▶ [EXERCISE OBJECTIVE]: Gather every line of the data below that contains the string "table" and copy each one out. Case counts.

▶ [SUPPLIED ENTRIES]:

------------------------------------------------------------

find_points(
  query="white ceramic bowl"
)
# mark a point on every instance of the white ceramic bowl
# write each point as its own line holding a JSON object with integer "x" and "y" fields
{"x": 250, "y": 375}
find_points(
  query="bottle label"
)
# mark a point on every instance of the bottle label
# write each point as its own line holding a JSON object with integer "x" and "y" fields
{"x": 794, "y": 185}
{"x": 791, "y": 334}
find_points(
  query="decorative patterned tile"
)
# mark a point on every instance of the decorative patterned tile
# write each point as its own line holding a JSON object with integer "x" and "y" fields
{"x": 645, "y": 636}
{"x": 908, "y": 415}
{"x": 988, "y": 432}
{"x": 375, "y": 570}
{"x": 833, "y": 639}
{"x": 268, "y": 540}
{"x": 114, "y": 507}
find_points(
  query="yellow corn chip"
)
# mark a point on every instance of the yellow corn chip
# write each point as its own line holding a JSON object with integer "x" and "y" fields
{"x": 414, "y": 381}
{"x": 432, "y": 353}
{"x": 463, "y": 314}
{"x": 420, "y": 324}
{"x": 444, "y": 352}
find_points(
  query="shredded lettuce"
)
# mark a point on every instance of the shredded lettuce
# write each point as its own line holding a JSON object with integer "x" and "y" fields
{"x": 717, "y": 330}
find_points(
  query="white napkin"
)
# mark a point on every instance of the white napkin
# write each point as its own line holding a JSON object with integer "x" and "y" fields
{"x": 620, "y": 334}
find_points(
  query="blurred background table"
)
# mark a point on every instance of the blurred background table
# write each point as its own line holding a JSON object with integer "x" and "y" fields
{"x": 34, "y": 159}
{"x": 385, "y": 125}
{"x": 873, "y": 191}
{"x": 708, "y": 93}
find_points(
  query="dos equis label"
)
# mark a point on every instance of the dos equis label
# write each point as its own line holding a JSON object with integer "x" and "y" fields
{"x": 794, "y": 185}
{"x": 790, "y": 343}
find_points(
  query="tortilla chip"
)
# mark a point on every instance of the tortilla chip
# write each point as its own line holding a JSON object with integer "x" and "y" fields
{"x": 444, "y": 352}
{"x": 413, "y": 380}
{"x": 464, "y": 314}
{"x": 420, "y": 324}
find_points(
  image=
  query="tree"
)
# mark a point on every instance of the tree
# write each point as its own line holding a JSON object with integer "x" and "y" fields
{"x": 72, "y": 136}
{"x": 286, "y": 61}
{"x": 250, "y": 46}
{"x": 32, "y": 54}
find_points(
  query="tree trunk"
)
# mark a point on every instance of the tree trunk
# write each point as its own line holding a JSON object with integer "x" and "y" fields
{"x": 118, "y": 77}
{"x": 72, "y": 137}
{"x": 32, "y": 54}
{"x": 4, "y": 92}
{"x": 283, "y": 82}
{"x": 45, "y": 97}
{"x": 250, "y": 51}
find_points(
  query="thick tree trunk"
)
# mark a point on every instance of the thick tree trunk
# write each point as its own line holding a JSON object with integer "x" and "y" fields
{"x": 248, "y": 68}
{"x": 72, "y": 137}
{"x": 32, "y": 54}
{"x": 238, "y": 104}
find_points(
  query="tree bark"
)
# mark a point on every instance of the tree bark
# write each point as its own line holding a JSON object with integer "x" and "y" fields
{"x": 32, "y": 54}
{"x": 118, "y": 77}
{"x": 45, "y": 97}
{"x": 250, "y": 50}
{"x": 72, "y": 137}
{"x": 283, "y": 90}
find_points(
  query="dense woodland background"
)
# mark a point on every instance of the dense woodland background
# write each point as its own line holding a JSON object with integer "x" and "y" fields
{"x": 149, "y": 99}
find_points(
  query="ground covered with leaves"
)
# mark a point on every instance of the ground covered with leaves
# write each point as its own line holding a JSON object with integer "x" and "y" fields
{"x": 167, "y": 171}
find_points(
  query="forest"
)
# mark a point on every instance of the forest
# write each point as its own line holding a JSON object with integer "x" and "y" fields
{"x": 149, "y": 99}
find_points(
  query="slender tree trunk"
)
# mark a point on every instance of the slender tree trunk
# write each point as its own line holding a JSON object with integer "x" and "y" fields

------------------------------------------------------------

▶ [FULL OUTPUT]:
  query="blurred background table"
# mark a point on every instance of the blurred background table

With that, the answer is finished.